Photo object pointing records:

►

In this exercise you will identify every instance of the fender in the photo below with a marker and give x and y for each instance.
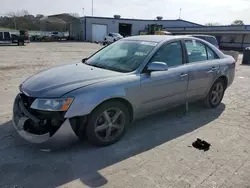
(86, 102)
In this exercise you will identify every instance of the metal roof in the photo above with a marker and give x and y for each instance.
(59, 18)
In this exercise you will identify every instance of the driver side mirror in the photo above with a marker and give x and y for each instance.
(157, 66)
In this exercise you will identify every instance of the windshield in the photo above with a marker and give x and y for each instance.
(122, 56)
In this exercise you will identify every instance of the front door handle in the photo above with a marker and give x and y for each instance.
(183, 75)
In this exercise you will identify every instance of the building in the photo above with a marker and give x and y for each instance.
(229, 37)
(96, 28)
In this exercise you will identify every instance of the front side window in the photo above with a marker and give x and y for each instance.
(196, 51)
(211, 54)
(170, 53)
(122, 56)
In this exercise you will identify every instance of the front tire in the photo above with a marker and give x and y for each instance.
(215, 94)
(107, 124)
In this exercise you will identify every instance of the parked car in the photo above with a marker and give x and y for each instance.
(7, 38)
(208, 38)
(124, 81)
(112, 37)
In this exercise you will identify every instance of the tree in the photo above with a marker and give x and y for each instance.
(39, 16)
(12, 15)
(238, 22)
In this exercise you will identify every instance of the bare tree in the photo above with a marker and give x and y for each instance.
(212, 24)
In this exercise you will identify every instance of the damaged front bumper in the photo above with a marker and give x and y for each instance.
(39, 129)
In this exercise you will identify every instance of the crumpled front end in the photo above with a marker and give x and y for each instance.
(38, 126)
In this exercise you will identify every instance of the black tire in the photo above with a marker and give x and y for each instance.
(95, 116)
(78, 125)
(208, 101)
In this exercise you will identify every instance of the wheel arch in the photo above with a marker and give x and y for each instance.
(225, 80)
(121, 100)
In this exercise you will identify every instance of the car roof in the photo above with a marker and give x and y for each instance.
(202, 36)
(155, 38)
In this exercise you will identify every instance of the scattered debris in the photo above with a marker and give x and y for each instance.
(201, 144)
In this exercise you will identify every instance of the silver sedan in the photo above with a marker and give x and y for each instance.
(126, 80)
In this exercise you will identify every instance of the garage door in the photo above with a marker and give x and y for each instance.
(98, 32)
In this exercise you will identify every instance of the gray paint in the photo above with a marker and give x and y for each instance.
(146, 92)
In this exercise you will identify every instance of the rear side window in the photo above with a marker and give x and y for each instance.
(196, 51)
(200, 37)
(170, 53)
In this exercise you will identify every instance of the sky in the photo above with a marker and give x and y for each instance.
(198, 11)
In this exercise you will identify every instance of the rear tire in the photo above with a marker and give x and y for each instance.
(107, 123)
(215, 94)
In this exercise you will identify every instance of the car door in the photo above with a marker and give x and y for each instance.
(202, 68)
(163, 89)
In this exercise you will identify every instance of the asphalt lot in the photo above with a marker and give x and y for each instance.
(156, 151)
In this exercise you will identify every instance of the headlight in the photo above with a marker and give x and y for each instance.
(52, 104)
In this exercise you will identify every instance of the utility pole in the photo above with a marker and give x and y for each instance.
(92, 8)
(180, 14)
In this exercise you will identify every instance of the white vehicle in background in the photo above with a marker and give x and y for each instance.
(112, 37)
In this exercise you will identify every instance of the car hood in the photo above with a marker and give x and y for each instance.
(58, 81)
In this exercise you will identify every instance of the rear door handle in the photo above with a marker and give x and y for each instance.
(213, 69)
(183, 75)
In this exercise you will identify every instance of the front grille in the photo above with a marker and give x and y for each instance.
(27, 100)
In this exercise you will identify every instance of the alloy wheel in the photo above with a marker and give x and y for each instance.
(110, 124)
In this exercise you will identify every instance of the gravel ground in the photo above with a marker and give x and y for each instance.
(156, 151)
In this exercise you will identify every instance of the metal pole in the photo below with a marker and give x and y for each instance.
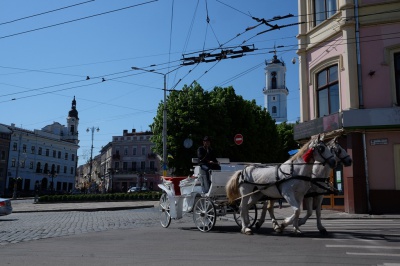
(91, 157)
(165, 128)
(17, 169)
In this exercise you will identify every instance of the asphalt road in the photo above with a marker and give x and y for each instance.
(135, 237)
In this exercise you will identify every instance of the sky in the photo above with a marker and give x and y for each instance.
(49, 48)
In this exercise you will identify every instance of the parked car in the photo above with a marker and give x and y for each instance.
(5, 207)
(134, 189)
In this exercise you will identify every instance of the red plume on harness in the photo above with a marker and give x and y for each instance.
(308, 155)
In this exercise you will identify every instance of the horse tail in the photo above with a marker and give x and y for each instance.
(232, 187)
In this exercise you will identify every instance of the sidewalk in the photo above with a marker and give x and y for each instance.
(20, 206)
(29, 206)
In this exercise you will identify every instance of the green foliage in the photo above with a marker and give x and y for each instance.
(221, 114)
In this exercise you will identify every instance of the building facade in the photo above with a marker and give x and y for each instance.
(349, 56)
(44, 159)
(128, 161)
(275, 91)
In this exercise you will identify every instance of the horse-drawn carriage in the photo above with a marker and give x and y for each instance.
(237, 188)
(185, 196)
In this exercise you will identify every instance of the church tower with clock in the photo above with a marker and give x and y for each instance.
(72, 124)
(275, 91)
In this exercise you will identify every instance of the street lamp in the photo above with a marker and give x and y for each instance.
(165, 157)
(91, 151)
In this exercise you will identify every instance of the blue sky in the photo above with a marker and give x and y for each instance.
(46, 56)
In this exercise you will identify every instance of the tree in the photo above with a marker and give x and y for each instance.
(221, 114)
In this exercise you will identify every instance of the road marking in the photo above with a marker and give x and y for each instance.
(373, 254)
(358, 246)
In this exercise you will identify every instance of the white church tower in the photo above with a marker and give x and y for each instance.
(275, 91)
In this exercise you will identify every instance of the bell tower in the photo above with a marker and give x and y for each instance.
(275, 91)
(72, 124)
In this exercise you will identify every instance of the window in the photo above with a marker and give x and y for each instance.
(397, 76)
(328, 91)
(323, 9)
(273, 80)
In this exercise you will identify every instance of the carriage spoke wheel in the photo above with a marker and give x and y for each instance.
(204, 214)
(252, 215)
(165, 216)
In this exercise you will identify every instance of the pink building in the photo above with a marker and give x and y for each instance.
(349, 56)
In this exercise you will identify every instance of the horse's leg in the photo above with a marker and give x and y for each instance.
(294, 219)
(261, 220)
(318, 202)
(308, 204)
(244, 216)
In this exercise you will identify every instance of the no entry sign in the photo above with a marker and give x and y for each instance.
(238, 139)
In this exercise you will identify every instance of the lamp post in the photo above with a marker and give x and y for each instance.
(165, 157)
(91, 152)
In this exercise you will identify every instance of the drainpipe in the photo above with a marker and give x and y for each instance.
(360, 89)
(366, 173)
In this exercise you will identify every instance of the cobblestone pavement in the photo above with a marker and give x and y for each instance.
(20, 227)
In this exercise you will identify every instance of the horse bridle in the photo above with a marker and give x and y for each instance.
(320, 151)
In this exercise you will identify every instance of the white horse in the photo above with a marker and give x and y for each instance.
(315, 195)
(290, 180)
(319, 188)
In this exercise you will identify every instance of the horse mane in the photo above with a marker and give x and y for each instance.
(301, 151)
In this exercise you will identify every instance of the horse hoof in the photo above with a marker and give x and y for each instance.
(258, 225)
(247, 231)
(323, 232)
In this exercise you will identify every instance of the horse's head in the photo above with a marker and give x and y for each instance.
(340, 153)
(321, 153)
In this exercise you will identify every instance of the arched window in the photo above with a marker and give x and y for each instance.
(273, 80)
(328, 91)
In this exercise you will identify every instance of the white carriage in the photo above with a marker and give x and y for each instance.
(184, 196)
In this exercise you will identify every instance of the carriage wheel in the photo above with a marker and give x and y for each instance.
(165, 216)
(252, 215)
(204, 214)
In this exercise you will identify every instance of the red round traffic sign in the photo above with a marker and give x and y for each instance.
(238, 139)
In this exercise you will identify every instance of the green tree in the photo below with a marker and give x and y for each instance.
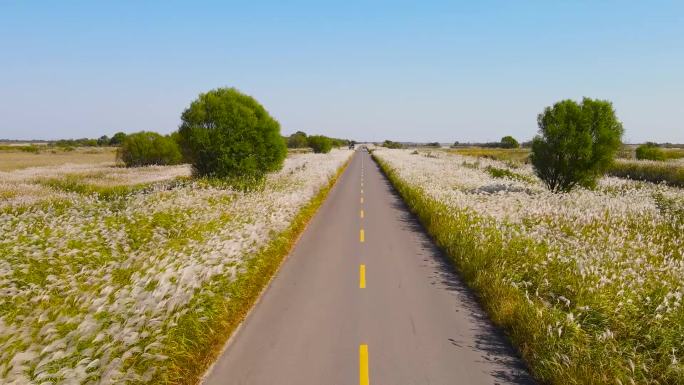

◄

*Do this*. Please count how many lines of the records above contain the string "roof", matching case exactly, and reply with the number alone.

*Result below*. 2